Work instructions:
Would you set down the complete data below, exactly as shown?

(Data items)
::::

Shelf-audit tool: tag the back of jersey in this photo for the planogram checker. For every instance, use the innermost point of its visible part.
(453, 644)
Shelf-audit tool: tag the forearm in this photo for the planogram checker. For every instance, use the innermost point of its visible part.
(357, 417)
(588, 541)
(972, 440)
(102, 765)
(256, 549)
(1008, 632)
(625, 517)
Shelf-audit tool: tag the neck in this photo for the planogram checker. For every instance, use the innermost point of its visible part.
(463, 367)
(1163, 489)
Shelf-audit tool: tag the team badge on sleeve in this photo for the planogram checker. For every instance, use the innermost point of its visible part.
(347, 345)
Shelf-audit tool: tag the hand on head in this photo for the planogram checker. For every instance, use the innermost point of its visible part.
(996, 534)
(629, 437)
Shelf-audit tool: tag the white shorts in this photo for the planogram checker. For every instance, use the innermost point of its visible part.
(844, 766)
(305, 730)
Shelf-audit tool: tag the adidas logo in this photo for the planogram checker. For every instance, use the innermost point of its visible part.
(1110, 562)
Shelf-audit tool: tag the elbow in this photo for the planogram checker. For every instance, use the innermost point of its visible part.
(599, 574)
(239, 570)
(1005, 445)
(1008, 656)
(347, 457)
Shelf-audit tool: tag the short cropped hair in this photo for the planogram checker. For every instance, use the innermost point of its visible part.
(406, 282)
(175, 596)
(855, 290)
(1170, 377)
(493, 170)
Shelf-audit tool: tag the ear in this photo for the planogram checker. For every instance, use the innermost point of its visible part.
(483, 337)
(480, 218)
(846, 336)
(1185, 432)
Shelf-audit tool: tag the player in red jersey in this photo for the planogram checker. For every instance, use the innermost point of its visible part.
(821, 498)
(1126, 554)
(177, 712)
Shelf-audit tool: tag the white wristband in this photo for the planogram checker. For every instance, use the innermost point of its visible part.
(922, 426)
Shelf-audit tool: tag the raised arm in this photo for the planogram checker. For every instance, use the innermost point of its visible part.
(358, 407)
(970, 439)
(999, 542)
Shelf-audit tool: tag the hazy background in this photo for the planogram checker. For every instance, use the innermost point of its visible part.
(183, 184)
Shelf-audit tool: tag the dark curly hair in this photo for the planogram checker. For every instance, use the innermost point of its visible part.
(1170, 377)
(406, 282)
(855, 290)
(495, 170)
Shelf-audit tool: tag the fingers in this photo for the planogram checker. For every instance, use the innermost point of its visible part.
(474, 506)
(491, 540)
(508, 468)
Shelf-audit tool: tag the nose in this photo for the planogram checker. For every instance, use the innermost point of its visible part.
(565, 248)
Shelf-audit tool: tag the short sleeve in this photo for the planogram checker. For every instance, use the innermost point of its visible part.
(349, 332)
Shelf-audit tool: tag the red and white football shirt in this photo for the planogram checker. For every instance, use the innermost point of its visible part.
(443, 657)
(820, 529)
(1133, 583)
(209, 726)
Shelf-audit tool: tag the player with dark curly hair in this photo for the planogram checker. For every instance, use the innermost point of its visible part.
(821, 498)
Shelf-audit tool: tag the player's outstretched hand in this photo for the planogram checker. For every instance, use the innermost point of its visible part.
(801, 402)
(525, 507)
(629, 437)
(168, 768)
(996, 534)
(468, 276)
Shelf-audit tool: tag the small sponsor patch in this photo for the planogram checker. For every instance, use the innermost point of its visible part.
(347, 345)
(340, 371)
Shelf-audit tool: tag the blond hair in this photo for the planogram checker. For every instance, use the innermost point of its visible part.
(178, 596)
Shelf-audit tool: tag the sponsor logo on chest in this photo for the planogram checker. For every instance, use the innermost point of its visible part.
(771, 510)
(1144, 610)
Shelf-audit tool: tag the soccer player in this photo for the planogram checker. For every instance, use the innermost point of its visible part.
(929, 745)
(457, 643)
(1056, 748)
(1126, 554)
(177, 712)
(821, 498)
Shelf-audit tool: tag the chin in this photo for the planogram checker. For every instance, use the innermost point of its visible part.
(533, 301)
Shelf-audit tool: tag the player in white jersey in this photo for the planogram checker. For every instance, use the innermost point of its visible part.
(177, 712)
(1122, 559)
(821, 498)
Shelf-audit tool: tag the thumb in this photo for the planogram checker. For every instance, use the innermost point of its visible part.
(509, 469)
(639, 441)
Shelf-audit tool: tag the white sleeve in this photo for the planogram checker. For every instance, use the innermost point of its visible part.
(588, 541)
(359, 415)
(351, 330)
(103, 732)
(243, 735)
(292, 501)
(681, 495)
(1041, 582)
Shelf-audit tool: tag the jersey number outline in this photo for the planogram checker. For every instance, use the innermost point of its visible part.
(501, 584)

::::

Task answer:
Shelf-audit tool: tag the back of jersey in this photo for the planogram checker. For every instance, use the innermost point of its visible part.
(453, 644)
Shelf-audit tool: tag the forearm in this photo for the planogram checker. For every instance, use the innermost point of its visible part.
(357, 417)
(588, 541)
(972, 440)
(102, 765)
(256, 549)
(1008, 632)
(625, 517)
Shelf-audit tool: tag the neck in this photo for the planogram checker. For every instance, use the innermost point of its visible part.
(463, 367)
(1163, 489)
Shelf-audit tool: tag the team badge on sleeve in this photo for the planogram checker. For every instance, use the innermost point of its visible part.
(347, 345)
Shelf-audit tool: tag the hand on head in this photo for the planogram checker. For every instance, use the innermost point of its visible part.
(996, 534)
(629, 437)
Shelf-audit tool: tag the white shorts in this photo for the planogram checker. For every instance, use the innermost point of its visible part.
(844, 766)
(305, 730)
Shelf-audit tool: tag the adidas logo in this photo for the planogram checker. For every instance, use the innermost point of its visible part.
(1110, 562)
Shelf-audit tool: tag the elbow in this photo for the planogram checker. For every instance, use the innermost point of its visible part.
(599, 574)
(239, 570)
(1005, 445)
(1008, 656)
(347, 457)
Shelf-audit tool: tag the short cropped hair in this photo for the planogram checker. For every instance, use the innermost point of its visible part.
(406, 282)
(175, 596)
(855, 290)
(1170, 377)
(493, 170)
Shelf-audit tool: tag the ear in this photo for the planogram checker. For every instance, use the innermost point of its visible part.
(483, 337)
(480, 218)
(846, 336)
(1185, 432)
Shelf-audit tool: tag the player in red jersey in this photo for the planogram checker. For every instance, use the innermost point of its visible part.
(821, 498)
(1126, 554)
(177, 712)
Shelf-audit tool: tag the white wristband in this photo for the planogram checker. For every instance, use the innermost point of its visible part.
(922, 426)
Shelf-audit tool: tag the raised arm in this photo for the planogram checker. For every instance, use the innermost point of its visible part.
(358, 407)
(970, 439)
(999, 542)
Shelf-audit tool: tag the hazy background in this photo for the planogram checker. For every instance, use the innermost point of its visible part.
(183, 184)
Shelf-audit tool: tag the dark curly hair in this photo for the planogram checker. For every instance, use the innermost point of its visible part.
(1170, 377)
(406, 282)
(855, 290)
(495, 170)
Shelf-audit tool: tag the fingers in this photo for the planogram checker. For every instance, use the innermost point of its visible part.
(474, 506)
(491, 540)
(508, 468)
Shelf-audit tool: tag the nose in this photo for the planogram checker. For every instance, use the innermost point of its visible part.
(565, 248)
Shelf-audit tool: tag the short sleeve in this photo for the planogram checker. For every instance, use the innermost point of its visible part.
(349, 332)
Shelf-audit tool: tag the red and white football shirt in this photo for the planogram checker. For every instance, use the innermost point of its visible part.
(443, 657)
(820, 529)
(1133, 583)
(209, 726)
Shelf-audit tool: tag the player with dark curly hair in this photo for the planogram checker. For every instance, use the innermost point of its visible part.
(821, 498)
Shelf-audit tool: tag the player's outstretched hand in this photo for the planogram checker. For every instance, use the innermost point of its visible part.
(801, 402)
(525, 507)
(629, 437)
(168, 768)
(996, 534)
(468, 276)
Shelf-audit tool: tag the small sponsor patch in this photo for the planogram checker. For every instance, use the innermost point of its visible part.
(347, 345)
(340, 371)
Shelf-audit tool: tag the blond hair in this photo for the planogram checker. For every instance, use the innermost point of its visible part.
(178, 596)
Shelf-audit tool: tag the sponsor logo on chest in this photo for the planogram checker. For every instance, use the innermost point of its visible part.
(771, 510)
(1144, 610)
Shelf-audit tool: tag the soccer player in this photo for the planogram checker. For every instance, use the innermost point of its visible part.
(929, 745)
(457, 643)
(1056, 748)
(1126, 554)
(177, 712)
(821, 498)
Shelf-audit tool: tag the chin in this photo for the planogram checker. For every instance, use the innermost point of its visible part.
(533, 301)
Shelf-audit tool: tag the player in white jersey in this photo for the planogram checker. For every instance, use the innermost point of its visible part.
(177, 712)
(1122, 559)
(821, 498)
Shelf-audit tool: tag the thumb in this photo for the planogram checker. For every instance, use the innermost point of its visible part.
(509, 469)
(639, 441)
Shelf-audit tool: tag the white sleeve in this photo for the planogram checker. For every instance, use the innermost point of its visible part.
(588, 541)
(359, 415)
(351, 330)
(103, 732)
(243, 735)
(292, 501)
(681, 495)
(1041, 582)
Shelf-audit tool: tag the jersey number outline in this photo for the planogram checker. For every instance, use the innermost point of its visible part.
(501, 584)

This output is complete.